# Text excerpt

┄┄┄┄┄┄┄┄┄┄┄┄┄┄┄┄┄┄┄┄

Abortion care is life-giving and family-preserving
This is adapted from a testimony I shared with state legislators about strengthening access to abortion in Maryland. I share it now before the #BansOffOurBodies actions tomorrow.
As a bereaved mother and United Methodist pastor, I believe in the right to abortion. I myself have had an abortion and used abortifacients to manage a miscarriage. Abortion is essential medical care.
After my third miscarriage in 2018, I kept the abortifacient I had been prescribed to help me miscarry on my own at home after we discovered my pregnancy was anembryonic (also known as a blighted ovum). I didn’t need more than one pill before my body went into labor, and I thought, given the political climate, I might want to keep the rest of the prescription in case I needed to manage another miscarriage or abortion. While I was mourning the loss of a much-wanted baby, I also worried about my access to future medical care being affected by politics. I have balanced translocated chromosomes, which essentially means I have an 80 percent chance of becoming pregnant with a baby who is incapable of living outside of my uterus because of chromosomal abnormalities. Sometimes those babies are miscarried, but sometimes those with balanced translocated chromosomes either need abortifacient to induce miscarriage or have to terminate for medical reasons. I desperately want children, but I am very aware because of my translocation that I need access to abortion to care for my own body and to care for my living child, and I need access to abortion as part of my attempts to get pregnant again. Again and again in churches I have served as a pastor and in the support groups for bereaved parents where I often end up serving as a chaplain, I have encountered families with similar stories of need to access abortions.

┄┄┄┄┄┄┄┄┄┄┄┄┄┄┄┄┄┄┄┄

# Problem
Copy out the essay on abortion care word for word, from "Abortion care is" to "essential medical care.".

┄┄┄┄┄┄┄┄┄┄┄┄┄┄┄┄┄┄┄┄

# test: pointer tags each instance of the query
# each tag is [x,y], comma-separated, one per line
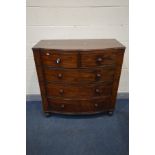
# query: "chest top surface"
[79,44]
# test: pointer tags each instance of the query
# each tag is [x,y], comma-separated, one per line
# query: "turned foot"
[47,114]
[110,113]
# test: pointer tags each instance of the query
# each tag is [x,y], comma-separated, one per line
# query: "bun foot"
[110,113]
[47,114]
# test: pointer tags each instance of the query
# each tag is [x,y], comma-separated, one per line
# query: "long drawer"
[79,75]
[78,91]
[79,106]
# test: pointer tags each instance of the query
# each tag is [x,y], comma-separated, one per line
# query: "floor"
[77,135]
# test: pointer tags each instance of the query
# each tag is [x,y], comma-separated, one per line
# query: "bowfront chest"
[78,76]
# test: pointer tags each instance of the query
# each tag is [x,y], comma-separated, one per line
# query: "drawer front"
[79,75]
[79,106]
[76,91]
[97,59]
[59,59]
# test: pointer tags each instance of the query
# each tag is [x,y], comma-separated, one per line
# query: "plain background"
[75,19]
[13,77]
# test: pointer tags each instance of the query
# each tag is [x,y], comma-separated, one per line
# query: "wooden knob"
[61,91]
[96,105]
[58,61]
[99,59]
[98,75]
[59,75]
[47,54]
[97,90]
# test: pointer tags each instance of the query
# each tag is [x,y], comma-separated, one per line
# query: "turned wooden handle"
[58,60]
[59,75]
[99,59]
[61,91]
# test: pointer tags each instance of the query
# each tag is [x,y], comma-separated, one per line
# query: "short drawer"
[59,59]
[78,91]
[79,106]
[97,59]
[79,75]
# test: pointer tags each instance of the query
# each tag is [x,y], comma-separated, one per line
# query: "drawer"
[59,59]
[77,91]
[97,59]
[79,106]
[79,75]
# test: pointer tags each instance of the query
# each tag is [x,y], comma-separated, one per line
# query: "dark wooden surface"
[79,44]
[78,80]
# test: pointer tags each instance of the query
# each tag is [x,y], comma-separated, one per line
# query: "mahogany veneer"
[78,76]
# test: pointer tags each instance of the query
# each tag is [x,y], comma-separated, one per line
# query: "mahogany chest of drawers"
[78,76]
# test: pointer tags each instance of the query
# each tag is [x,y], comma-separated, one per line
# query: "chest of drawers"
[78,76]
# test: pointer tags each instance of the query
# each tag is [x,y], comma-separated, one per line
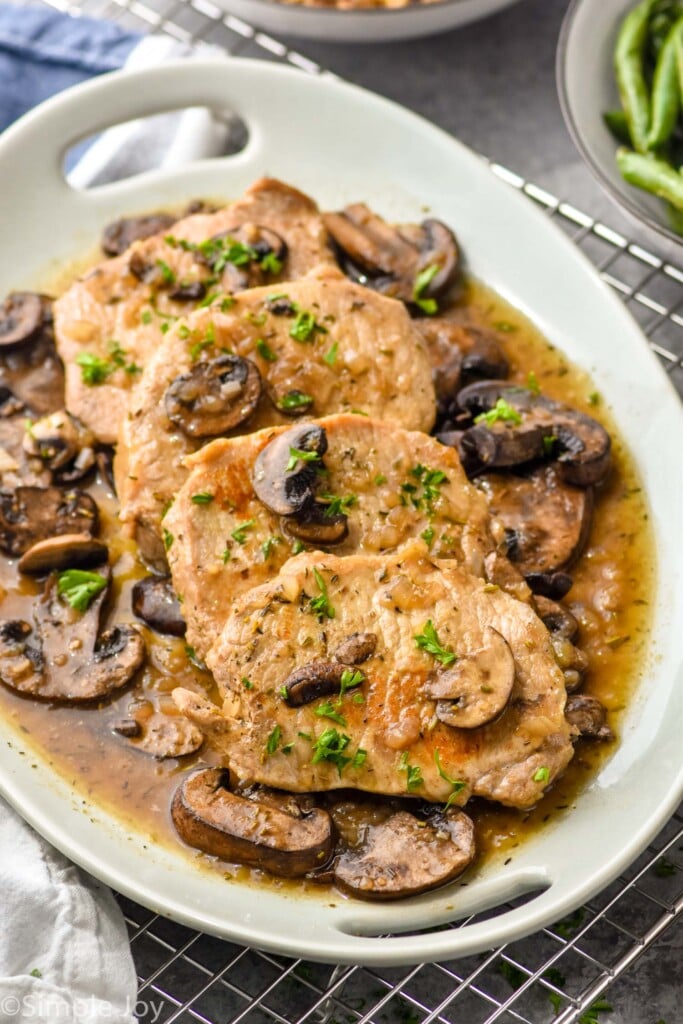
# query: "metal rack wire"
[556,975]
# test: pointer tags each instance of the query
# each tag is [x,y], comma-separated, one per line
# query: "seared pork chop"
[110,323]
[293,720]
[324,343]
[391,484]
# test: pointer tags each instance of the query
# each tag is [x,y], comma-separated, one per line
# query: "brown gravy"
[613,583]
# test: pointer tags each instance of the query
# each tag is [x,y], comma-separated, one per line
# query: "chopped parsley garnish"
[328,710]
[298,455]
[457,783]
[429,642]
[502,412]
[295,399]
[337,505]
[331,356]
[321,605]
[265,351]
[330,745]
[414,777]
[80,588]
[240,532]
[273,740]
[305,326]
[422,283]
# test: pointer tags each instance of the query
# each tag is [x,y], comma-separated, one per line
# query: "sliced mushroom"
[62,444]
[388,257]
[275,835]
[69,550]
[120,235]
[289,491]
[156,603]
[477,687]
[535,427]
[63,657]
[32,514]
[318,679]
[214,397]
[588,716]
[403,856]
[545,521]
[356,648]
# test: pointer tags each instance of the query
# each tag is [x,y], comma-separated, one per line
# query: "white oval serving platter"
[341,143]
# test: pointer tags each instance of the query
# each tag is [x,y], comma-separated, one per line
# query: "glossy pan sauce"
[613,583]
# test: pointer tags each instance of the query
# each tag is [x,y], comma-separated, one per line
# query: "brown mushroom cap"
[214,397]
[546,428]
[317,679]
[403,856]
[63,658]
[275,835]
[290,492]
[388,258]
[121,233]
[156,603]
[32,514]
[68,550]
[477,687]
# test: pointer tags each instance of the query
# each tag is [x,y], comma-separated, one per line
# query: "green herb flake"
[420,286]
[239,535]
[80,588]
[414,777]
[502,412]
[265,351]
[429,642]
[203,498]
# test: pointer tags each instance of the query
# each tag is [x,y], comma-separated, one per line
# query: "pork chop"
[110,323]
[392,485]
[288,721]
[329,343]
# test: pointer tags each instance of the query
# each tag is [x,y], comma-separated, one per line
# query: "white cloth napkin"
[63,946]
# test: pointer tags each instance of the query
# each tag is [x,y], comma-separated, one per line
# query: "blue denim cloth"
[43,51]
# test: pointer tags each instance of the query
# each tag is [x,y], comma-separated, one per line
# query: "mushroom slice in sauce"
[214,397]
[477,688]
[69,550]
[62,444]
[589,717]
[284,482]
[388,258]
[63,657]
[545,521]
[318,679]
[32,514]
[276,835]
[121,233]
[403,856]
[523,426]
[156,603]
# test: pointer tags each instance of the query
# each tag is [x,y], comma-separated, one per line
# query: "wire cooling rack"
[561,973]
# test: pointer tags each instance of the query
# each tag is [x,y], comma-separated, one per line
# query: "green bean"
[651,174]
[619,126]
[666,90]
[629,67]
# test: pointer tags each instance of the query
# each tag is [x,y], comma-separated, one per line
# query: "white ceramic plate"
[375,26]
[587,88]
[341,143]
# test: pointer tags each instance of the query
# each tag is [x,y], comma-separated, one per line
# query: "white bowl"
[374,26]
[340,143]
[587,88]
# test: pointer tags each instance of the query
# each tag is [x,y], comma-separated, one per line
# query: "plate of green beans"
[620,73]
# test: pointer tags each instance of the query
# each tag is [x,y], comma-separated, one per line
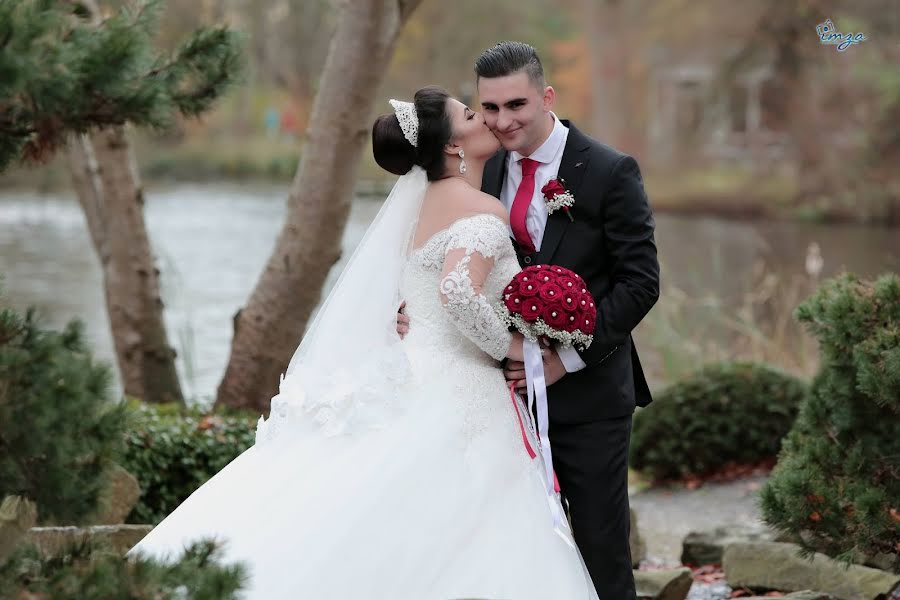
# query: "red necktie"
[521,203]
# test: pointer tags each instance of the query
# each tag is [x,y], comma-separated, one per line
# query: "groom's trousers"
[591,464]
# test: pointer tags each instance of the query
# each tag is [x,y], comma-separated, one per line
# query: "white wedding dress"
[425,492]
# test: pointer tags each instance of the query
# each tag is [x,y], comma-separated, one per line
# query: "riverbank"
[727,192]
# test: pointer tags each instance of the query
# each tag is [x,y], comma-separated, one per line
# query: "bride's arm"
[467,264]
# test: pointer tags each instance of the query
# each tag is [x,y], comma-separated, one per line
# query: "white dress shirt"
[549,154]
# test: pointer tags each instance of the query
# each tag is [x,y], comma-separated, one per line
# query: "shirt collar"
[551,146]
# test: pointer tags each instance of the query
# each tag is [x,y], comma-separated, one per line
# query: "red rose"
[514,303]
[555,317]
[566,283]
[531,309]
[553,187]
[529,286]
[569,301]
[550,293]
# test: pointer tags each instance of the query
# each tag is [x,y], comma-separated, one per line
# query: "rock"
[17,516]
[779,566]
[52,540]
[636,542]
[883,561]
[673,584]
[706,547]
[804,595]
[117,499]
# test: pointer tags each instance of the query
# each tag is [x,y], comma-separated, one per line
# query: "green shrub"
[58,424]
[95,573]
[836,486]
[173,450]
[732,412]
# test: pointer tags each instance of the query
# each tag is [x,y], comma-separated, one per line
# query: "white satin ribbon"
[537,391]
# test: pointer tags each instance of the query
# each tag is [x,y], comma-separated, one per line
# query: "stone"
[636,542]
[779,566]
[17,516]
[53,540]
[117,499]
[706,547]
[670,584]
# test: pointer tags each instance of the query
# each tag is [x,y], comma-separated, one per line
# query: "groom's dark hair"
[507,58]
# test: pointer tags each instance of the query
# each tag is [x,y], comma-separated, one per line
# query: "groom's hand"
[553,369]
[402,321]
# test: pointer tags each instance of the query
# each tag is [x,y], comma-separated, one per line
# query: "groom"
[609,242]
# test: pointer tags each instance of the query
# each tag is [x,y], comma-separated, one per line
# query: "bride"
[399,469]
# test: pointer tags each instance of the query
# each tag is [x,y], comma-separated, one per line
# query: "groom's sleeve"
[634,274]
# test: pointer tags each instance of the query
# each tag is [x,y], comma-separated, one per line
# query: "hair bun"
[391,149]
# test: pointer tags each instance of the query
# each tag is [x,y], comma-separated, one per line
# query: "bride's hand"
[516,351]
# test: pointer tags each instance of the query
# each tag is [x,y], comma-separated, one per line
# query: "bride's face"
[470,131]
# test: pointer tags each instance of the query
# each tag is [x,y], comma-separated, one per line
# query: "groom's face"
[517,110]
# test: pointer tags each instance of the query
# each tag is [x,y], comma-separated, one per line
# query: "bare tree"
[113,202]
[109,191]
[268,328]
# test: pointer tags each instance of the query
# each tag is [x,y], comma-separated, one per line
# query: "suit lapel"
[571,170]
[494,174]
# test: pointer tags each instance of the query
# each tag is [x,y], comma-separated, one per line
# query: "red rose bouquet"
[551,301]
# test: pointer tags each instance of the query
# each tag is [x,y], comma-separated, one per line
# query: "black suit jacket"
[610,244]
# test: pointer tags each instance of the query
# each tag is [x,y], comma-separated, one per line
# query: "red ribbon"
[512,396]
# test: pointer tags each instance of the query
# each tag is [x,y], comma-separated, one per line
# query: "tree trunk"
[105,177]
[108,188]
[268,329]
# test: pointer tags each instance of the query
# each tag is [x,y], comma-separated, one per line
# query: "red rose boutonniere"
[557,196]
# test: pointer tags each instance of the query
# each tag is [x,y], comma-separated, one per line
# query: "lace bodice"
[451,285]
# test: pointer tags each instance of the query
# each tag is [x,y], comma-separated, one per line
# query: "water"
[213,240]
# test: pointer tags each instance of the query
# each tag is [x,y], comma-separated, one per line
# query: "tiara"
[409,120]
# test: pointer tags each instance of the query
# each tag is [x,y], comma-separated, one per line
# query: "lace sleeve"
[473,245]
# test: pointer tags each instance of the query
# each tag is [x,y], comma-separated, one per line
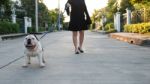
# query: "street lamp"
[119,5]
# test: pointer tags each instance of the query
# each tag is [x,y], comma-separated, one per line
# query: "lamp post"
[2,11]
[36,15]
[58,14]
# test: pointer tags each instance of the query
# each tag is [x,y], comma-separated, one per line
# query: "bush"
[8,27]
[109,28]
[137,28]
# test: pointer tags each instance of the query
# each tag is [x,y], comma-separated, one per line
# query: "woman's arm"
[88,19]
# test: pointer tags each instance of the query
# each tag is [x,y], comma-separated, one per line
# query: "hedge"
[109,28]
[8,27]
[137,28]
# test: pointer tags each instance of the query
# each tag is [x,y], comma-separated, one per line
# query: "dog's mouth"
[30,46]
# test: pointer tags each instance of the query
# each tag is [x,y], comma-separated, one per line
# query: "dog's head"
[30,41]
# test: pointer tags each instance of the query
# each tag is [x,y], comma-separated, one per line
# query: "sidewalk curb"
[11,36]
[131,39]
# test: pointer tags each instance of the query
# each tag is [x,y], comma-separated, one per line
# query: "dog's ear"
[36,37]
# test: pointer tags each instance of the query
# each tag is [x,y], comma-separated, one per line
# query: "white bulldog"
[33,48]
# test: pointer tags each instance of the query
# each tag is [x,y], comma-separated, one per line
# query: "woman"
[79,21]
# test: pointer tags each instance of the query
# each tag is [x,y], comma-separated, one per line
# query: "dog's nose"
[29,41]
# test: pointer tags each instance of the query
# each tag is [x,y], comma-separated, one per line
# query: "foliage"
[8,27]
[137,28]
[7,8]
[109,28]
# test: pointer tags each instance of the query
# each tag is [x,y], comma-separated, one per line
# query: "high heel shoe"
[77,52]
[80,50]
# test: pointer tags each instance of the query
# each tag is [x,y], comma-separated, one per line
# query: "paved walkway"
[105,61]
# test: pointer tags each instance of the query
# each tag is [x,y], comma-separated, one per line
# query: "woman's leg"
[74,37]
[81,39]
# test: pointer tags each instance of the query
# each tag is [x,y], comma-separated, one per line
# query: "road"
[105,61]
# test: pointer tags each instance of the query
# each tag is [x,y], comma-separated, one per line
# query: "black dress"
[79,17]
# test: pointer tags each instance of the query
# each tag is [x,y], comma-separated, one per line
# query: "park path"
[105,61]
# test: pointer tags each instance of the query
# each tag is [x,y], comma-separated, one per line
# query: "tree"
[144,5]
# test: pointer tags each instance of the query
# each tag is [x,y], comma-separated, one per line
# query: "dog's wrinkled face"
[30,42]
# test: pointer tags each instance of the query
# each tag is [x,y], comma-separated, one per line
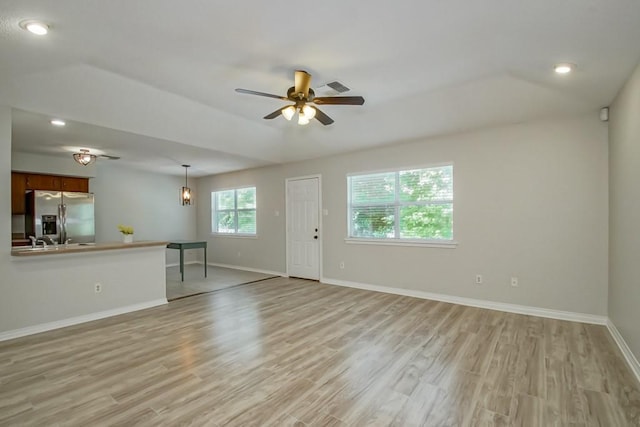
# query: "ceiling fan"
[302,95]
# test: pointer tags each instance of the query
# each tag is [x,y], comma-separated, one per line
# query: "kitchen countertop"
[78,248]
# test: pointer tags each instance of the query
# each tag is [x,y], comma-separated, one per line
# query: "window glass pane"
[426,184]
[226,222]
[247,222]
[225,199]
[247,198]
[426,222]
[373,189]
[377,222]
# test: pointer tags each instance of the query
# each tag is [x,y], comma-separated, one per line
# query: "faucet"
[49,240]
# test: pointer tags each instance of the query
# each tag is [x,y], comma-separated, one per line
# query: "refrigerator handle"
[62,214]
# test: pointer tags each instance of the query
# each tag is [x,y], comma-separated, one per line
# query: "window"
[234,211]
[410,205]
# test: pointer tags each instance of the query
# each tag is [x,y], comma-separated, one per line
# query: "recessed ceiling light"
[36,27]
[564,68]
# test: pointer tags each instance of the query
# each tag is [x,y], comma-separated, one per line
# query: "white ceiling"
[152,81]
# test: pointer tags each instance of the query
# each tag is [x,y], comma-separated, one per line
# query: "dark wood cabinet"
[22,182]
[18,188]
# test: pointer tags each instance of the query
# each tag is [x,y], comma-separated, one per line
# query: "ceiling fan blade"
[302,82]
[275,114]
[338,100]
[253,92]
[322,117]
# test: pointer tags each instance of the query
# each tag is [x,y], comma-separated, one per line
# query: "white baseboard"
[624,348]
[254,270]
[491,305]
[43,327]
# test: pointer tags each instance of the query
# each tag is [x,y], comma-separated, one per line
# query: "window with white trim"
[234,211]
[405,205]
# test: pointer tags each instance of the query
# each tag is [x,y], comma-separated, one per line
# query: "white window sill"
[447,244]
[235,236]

┄┄┄┄┄┄┄┄┄┄┄┄┄┄┄┄┄┄┄┄

# Solution to this problem
Abortion care is life-giving and family-preserving
This is adapted from a testimony I shared with state legislators about strengthening access to abortion in Maryland. I share it now before the #BansOffOurBodies actions tomorrow.
As a bereaved mother and United Methodist pastor, I believe in the right to abortion. I myself have had an abortion and used abortifacients to manage a miscarriage. Abortion is essential medical care.